| Given data |
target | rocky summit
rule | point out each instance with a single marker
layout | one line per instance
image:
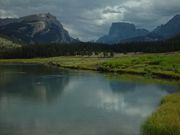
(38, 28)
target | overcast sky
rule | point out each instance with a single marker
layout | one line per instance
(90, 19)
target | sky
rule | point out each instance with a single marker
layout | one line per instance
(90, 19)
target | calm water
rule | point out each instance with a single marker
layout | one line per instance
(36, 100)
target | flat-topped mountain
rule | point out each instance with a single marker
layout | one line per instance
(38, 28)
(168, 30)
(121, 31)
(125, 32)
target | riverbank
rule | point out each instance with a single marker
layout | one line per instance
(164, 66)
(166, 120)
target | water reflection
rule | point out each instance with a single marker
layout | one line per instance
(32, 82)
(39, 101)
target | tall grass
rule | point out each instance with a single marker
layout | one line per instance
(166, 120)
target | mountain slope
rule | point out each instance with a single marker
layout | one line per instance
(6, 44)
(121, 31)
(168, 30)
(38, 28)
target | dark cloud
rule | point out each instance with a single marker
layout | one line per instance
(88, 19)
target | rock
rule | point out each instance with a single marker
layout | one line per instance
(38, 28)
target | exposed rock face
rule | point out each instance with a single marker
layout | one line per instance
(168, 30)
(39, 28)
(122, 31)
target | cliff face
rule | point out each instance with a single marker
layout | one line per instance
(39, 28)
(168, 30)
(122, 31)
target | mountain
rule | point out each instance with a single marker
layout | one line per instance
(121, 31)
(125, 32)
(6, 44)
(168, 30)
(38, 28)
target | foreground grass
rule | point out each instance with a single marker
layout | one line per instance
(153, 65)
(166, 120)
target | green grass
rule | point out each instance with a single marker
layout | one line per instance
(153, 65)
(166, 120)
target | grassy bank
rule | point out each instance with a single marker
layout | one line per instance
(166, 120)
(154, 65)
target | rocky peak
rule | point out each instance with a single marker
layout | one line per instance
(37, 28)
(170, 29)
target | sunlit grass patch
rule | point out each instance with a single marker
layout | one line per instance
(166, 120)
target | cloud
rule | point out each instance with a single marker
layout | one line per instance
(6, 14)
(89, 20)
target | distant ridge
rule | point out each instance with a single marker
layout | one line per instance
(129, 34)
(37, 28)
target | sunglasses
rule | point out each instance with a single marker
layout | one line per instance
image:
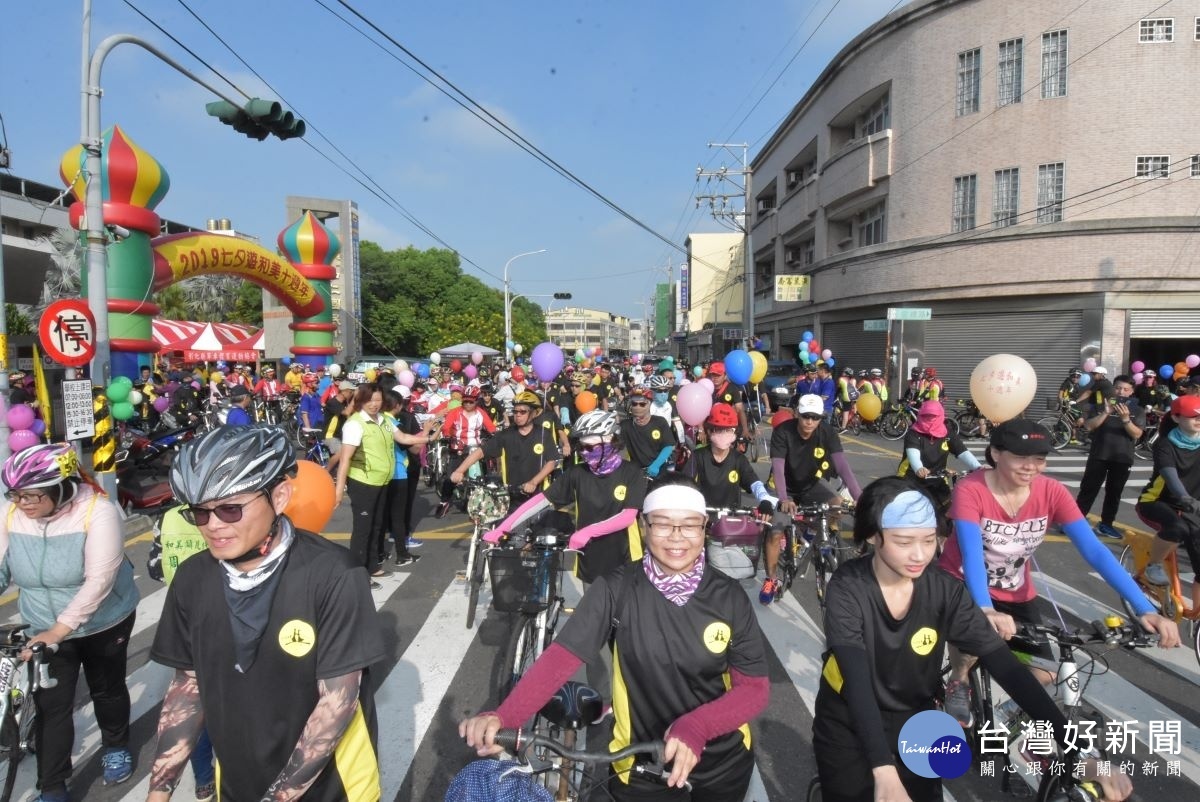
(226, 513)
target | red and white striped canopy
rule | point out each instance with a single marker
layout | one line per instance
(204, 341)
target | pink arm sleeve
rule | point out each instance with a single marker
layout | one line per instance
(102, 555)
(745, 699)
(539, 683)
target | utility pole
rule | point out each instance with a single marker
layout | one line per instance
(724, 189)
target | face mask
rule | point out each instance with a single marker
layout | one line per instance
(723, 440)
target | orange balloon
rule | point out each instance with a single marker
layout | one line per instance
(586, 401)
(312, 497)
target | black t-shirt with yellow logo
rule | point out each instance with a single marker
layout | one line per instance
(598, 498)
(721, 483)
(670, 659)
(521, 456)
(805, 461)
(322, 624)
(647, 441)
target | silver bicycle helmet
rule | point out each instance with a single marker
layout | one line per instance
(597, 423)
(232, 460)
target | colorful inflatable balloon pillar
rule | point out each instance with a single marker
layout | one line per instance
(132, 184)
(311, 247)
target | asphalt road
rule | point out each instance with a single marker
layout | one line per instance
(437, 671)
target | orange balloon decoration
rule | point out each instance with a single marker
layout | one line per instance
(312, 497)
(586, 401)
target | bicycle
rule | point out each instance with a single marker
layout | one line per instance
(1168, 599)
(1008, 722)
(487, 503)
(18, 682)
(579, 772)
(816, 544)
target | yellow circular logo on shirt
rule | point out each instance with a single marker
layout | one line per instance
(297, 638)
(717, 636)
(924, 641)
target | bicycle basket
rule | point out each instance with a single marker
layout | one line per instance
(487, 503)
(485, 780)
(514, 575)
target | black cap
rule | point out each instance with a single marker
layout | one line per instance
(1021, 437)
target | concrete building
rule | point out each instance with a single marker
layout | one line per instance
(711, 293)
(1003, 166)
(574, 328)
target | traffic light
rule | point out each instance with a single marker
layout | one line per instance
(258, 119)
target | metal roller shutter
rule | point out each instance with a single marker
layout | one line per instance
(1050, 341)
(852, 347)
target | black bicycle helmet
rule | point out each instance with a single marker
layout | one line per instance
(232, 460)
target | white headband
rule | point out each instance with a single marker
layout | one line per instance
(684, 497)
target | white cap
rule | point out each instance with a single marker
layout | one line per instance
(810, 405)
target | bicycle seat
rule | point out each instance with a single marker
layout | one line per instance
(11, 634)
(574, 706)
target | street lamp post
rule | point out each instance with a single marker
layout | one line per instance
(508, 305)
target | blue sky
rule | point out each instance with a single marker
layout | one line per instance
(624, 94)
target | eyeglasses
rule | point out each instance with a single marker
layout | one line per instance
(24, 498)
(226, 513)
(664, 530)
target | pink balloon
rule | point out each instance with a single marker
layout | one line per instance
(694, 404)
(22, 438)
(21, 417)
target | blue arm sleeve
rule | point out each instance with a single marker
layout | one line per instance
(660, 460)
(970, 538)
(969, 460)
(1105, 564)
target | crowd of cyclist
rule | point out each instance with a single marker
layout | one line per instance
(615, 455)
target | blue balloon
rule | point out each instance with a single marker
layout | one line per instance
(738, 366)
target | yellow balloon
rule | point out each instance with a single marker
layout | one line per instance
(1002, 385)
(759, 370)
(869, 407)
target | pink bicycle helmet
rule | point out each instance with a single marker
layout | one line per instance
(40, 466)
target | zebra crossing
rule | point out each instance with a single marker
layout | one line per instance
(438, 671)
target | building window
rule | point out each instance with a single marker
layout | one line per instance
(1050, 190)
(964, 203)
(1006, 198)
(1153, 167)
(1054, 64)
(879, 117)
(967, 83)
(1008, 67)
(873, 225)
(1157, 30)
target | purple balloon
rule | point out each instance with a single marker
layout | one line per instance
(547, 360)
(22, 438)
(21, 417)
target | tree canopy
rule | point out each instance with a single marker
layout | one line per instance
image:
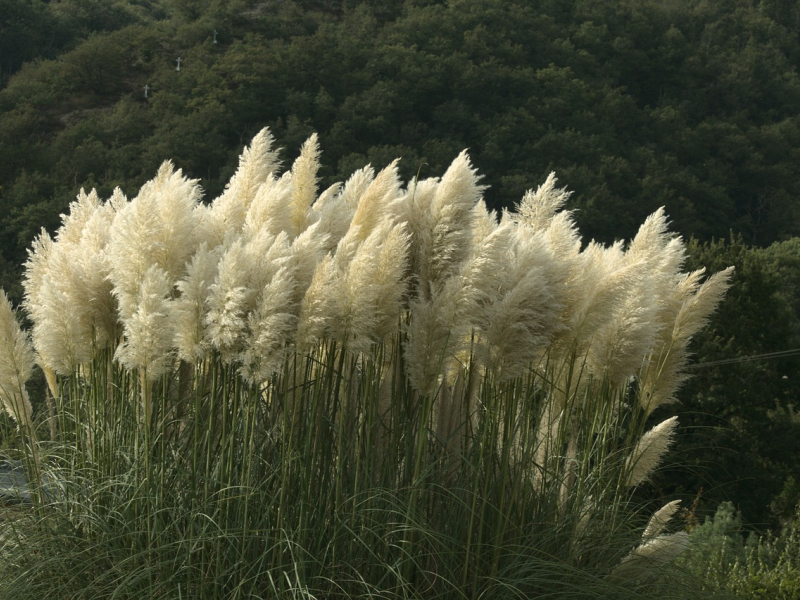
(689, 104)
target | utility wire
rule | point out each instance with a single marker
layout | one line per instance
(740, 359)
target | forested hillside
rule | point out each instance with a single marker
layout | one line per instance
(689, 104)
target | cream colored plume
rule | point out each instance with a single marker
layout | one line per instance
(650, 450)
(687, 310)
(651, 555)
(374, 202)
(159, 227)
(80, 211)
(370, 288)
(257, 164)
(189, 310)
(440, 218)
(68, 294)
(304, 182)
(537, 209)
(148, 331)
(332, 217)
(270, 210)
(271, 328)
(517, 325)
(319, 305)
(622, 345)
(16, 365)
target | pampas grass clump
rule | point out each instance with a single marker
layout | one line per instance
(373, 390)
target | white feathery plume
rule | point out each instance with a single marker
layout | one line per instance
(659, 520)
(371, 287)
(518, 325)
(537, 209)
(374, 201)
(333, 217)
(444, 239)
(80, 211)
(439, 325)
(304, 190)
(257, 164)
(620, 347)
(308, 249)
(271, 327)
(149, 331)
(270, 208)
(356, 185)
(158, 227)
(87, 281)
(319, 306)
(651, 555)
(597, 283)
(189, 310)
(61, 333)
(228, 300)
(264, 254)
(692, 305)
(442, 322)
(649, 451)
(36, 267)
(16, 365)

| Exercise objective |
Please go through the listing and return each line that has "white" in it.

| Exercise output |
target | red and white striped canopy
target | white headband
target | white cap
target | white feathery plume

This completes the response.